> [CHALLENGE A] For each of the following statements, state yes or no according to whether it agrees with the archival context excerpt, and quote the deciding words of that excerpt: (i) The model primarily addresses the description of creating entities. (ii) Context information is metadata that describes other information resources. (iii) The report from the Toronto meeting is dated March 2001.

Daniel Pitti.  Institute for Advanced Technology in the Humanities.  University of Virginia.

 

Kathleen Roe.  New York State Archives.

 

Dick Sargent.  Historical Manuscripts Commission.  Great Britain.

 

Richard Szary.  Manuscripts and Archives. Yale University.

 

Anne Van Camp.  Research Libraries Group.

 

Stefano Vitali.  Archivio di Stato di Firenze.  Italy.

 

Stephen Yearl.  Manuscripts and Archives. Yale University.

 


 

Report from Toronto Archival Context Meeting

March 2001

 

Appendix B

Statement of principles: the Toronto Tenets

 

Toronto Tenets:  Principles and Criteria for a Model for Archival Context Information

 

This document defines principles and criteria for designing, developing, and maintaining a representational scheme and communication structure for archival context information.

 

A description of archival records sufficient to support the accurate interpretation of the records must include a description of the circumstances that surrounded their creation and use.  Primary among these circumstances is a recording of information about the creative responsibility for the records, usually vested in an organization or person(s).  With this information, users can understand the records more completely since they will know the context within which the organization or person operated and created records.

 

This model primarily addresses the description of creating entities, a central component to the description of archival records, and clearly an archival responsibility.  It recognizes the existence of other information, such as functions and business processes, geographic places, events, concepts, and topics, that are crucial to archival description, which are also important, but which may be defined more fully by other agencies and not included in this model.

 

While traditional heading control functions may be accommodated by this model, its primary purpose is to standardize descriptions about records creators so that they can be discovered and displayed in an electronic environment, linked to each other to show/discover the relationships amongst record-creating entities, and linked to descriptions of records.

 

 

Definitions and Uses

 

1.      Archival context information consists of information describing the circumstances under which records (defined broadly here to include personal papers and records of organizations) have been created and used.  This context includes the identification and characteristics of the persons, organizations, and families who have been the creators, users, or subjects of records, as well as the relationships amongst them.

 

2.      Context information is not metadata that describes other information resources, but information that describes entities that are part of the environment in which information resources (i.e., records) have existed.

> [CHALLENGE B] Format the lines of the records as a Markdown table with the columns Row and Line, starting at the line that contains "One pin marks each instance of the water" and ending at the line that contains "One pin marks each instance of the wet". Number each row and leave out blank lines.

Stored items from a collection
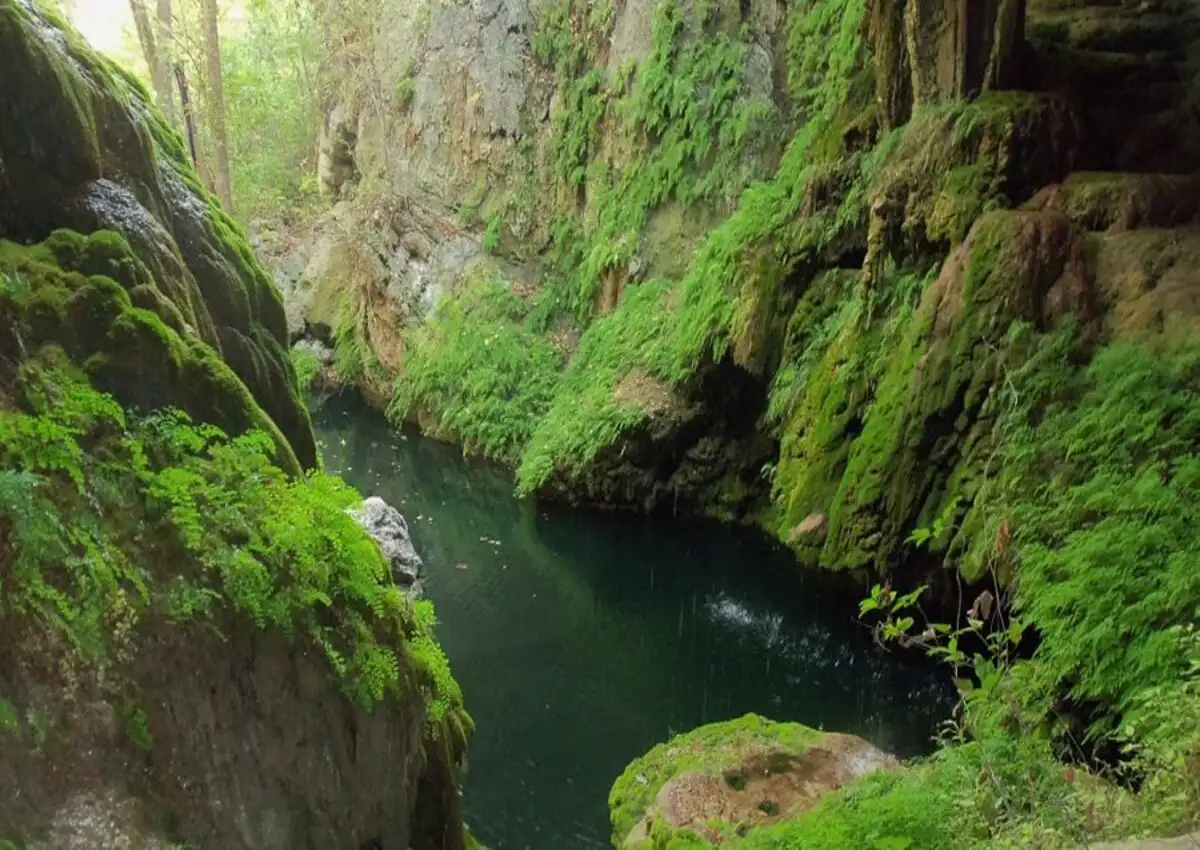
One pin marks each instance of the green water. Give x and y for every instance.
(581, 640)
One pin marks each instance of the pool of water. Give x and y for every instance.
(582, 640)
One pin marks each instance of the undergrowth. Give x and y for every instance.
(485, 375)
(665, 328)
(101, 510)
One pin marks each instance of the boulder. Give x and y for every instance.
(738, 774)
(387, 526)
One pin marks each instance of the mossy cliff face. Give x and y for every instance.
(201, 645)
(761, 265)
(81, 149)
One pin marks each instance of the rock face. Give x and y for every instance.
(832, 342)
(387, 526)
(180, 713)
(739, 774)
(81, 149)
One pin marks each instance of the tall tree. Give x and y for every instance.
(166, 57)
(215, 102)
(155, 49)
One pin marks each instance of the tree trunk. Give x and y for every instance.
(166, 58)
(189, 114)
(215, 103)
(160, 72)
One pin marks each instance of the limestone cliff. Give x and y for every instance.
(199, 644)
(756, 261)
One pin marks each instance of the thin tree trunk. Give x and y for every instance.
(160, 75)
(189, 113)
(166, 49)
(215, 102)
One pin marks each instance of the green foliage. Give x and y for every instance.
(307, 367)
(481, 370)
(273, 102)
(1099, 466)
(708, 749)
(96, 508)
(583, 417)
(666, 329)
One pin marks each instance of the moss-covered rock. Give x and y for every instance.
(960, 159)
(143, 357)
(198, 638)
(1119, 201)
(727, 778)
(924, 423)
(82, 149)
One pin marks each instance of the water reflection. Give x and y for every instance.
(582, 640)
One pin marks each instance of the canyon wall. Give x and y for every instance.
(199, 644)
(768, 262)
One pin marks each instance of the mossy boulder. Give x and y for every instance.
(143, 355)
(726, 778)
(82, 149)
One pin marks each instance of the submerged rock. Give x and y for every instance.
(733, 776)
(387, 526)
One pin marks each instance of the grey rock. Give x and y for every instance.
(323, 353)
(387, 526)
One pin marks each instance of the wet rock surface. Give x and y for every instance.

==

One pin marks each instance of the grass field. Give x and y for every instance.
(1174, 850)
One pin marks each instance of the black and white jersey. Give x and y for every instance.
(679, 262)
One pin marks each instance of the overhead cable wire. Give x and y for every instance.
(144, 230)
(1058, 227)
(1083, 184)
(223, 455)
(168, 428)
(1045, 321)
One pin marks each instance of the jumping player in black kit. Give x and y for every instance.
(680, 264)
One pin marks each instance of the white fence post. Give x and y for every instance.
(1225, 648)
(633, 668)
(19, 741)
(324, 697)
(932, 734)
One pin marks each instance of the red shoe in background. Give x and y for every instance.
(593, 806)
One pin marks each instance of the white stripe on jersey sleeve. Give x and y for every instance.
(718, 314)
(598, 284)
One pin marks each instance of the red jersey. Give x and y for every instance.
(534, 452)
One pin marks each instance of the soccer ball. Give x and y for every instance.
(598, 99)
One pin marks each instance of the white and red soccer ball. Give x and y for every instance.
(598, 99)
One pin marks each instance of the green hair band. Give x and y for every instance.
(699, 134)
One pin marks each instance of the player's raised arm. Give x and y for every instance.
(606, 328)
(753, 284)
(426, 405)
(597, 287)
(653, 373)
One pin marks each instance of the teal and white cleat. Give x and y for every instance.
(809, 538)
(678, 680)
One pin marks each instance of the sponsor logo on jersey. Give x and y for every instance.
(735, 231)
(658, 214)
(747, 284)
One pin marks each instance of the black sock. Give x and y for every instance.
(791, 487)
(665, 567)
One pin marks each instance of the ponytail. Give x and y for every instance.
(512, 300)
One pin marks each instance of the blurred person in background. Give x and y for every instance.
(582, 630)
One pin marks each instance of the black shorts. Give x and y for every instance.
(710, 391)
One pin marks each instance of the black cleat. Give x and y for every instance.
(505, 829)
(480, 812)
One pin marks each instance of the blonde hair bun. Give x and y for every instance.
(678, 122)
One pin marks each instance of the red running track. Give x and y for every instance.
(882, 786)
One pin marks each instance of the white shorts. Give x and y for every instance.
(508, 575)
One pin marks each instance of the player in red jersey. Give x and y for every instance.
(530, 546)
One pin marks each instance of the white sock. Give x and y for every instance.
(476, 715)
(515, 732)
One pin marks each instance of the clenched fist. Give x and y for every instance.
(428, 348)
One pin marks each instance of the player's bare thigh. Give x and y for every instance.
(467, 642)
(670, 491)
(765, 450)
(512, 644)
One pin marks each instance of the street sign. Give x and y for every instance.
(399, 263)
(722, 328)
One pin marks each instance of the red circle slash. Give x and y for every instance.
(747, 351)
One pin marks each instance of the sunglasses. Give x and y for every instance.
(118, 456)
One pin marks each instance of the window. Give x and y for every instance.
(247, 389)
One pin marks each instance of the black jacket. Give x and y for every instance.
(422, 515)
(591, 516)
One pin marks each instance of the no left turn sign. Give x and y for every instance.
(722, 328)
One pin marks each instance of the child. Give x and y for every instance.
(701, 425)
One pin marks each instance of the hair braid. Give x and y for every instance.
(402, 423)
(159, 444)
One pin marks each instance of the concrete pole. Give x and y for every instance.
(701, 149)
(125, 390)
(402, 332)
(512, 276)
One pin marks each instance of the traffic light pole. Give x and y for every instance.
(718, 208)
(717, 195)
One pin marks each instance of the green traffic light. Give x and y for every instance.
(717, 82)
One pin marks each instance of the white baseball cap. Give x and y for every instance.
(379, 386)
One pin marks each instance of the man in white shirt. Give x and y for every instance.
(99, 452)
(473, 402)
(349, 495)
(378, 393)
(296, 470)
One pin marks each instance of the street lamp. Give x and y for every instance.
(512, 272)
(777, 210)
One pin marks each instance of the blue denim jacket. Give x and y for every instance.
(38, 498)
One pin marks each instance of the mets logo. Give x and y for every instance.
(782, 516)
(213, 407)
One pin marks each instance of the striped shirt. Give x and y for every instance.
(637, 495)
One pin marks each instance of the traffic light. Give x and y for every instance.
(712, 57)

> [EXERCISE RESULT A]
(i) Yes: "This model primarily addresses the description of creating entities"
(ii) No: "Context information is not metadata that describes other information resources"
(iii) Yes: "March 2001"

> [EXERCISE RESULT B]
| Row | Line |
|---|---|
| 1 | One pin marks each instance of the water reflection. Give x and y for every instance. |
| 2 | (582, 640) |
| 3 | One pin marks each instance of the canyon wall. Give x and y for every instance. |
| 4 | (199, 644) |
| 5 | (768, 262) |
| 6 | One pin marks each instance of the mossy boulder. Give x and y for every instance. |
| 7 | (143, 355) |
| 8 | (726, 778) |
| 9 | (82, 149) |
| 10 | One pin marks each instance of the submerged rock. Give x and y for every instance. |
| 11 | (733, 776) |
| 12 | (387, 526) |
| 13 | One pin marks each instance of the grey rock. Give x and y for every instance. |
| 14 | (323, 353) |
| 15 | (387, 526) |
| 16 | One pin marks each instance of the wet rock surface. Give x and y for every instance. |